◆ Directive ◆
Please copy out the rows from the line containing "Keep to two rules. Tag each instance of the gray" through the line containing "x=139 y=145", both included. Scale every x and y value in the answer points by 0.9 and round to whole numbers, with halves going up, and keep all other text, including the sample coordinates, unchanged.

◆ Data listing ◆
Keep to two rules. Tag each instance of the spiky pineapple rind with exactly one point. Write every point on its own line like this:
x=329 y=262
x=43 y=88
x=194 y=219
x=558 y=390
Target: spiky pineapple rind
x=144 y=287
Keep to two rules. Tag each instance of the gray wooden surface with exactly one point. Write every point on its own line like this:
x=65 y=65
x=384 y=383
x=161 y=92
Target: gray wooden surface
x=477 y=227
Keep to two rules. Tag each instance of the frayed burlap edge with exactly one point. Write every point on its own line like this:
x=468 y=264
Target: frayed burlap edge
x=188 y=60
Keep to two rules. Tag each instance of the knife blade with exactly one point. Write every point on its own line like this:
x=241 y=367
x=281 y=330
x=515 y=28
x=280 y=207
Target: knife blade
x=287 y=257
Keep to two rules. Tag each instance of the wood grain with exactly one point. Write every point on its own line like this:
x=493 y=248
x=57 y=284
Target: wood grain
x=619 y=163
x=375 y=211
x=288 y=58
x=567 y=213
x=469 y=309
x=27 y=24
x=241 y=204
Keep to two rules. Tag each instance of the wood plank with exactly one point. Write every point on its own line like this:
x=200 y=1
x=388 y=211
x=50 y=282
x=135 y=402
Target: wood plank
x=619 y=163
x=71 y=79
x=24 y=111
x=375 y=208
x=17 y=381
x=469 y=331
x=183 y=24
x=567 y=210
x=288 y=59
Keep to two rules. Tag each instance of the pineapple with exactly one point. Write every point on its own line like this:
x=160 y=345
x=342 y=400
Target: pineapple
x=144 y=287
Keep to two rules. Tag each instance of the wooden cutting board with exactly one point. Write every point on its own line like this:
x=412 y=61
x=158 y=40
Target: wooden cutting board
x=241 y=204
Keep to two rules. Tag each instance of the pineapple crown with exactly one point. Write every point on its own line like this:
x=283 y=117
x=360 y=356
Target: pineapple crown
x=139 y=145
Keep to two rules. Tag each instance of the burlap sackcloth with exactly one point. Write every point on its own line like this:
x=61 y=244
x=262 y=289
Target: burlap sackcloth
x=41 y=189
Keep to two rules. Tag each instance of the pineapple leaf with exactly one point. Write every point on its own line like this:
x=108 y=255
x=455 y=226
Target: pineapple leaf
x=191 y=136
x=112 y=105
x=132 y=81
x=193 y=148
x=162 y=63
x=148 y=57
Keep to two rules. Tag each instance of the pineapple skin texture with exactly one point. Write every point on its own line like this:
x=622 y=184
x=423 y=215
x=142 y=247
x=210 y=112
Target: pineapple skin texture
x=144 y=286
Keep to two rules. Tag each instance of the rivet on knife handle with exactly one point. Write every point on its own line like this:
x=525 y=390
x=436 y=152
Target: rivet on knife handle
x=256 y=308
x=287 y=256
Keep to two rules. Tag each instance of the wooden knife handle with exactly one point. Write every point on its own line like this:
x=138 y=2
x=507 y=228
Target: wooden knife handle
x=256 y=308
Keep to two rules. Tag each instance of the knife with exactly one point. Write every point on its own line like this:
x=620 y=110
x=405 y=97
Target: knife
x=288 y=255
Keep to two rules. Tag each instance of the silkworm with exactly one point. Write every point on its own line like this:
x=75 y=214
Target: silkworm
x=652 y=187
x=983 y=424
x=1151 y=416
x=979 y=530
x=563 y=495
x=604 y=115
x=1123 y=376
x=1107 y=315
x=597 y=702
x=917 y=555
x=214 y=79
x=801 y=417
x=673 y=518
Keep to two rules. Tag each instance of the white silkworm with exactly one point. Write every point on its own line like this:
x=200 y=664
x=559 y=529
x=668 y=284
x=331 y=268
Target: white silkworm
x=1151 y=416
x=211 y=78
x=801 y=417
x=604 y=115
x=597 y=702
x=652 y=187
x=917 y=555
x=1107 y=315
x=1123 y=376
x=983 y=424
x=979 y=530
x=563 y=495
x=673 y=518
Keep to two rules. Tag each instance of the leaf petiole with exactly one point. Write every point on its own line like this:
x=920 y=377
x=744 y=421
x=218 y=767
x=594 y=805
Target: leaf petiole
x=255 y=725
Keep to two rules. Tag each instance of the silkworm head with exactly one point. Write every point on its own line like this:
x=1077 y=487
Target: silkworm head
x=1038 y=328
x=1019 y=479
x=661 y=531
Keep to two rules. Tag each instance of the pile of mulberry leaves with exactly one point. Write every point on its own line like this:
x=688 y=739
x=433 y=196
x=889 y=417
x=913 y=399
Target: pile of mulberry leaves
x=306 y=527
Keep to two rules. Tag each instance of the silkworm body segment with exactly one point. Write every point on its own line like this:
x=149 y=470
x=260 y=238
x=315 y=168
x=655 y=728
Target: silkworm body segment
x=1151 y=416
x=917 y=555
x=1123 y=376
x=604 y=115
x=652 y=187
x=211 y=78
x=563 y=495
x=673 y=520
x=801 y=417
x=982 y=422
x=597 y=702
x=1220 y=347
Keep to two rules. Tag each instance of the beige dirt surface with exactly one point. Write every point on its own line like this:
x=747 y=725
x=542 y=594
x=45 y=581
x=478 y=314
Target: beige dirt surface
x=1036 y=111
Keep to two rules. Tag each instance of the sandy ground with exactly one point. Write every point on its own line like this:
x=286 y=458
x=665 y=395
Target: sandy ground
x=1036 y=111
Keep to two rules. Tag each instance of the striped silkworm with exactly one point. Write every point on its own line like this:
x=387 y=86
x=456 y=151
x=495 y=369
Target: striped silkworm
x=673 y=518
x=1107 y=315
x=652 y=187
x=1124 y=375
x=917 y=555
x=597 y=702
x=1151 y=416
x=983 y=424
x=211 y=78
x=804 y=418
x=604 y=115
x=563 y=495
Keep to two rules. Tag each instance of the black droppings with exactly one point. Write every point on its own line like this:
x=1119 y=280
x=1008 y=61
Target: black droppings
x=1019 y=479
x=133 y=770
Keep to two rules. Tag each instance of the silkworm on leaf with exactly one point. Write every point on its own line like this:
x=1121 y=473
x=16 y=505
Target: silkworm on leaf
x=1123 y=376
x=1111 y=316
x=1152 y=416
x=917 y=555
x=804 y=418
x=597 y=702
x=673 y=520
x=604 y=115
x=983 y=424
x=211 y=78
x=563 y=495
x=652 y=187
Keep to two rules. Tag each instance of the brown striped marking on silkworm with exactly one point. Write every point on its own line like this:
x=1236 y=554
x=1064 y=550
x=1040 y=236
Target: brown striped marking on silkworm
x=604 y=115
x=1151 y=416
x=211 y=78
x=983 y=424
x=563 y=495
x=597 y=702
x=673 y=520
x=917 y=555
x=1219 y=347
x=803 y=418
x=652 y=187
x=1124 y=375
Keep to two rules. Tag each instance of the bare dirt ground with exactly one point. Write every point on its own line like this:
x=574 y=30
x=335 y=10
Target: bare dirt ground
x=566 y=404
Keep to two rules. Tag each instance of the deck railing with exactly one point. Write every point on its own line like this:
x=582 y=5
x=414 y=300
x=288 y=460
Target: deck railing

◆ Reply to the task ◆
Keep to two rules. Tag each instance of the gray wooden surface with exactly one point. Write every point on its own line like this:
x=65 y=65
x=384 y=383
x=161 y=92
Target: gray wooden surface
x=429 y=204
Keep to two rules. Tag each instance of the frayed burlap edge with exactly one point. Write every point on its own line like this:
x=468 y=264
Target: frayed burlap edge
x=169 y=54
Keep to two rules. Tag each instance of the knife blade with exactly one point. Write every point on its own line like this:
x=241 y=367
x=281 y=330
x=515 y=28
x=280 y=207
Target: knife blade
x=258 y=231
Keep to two rules. Tag each instance of the wood grain with exactly one point. Write every point on its own line like this:
x=493 y=248
x=57 y=284
Target: wood grain
x=557 y=147
x=338 y=190
x=259 y=52
x=510 y=192
x=422 y=278
x=24 y=22
x=217 y=184
Keep to two rules. Tag each instance of the wood plank with exactly one point. Write every point on its own line like this:
x=200 y=1
x=388 y=211
x=50 y=282
x=135 y=402
Target: wood plank
x=557 y=147
x=64 y=71
x=22 y=100
x=338 y=187
x=15 y=343
x=422 y=298
x=165 y=22
x=510 y=189
x=259 y=53
Keep to two rules. Tag each instance of the pineapple with exactly one point. Write every point on its own line like this:
x=160 y=345
x=342 y=400
Target: pineapple
x=130 y=258
Keep to two rules. Tag each instance of the wooden cutting board with exactly one point. Write every point on its own line like this:
x=412 y=61
x=158 y=40
Target: wooden cutting board
x=217 y=184
Keep to two rules. Tag each instance of the pineapple crown with exactly one point. Write every point on its own line like this:
x=283 y=117
x=360 y=356
Target: pineapple crown
x=125 y=131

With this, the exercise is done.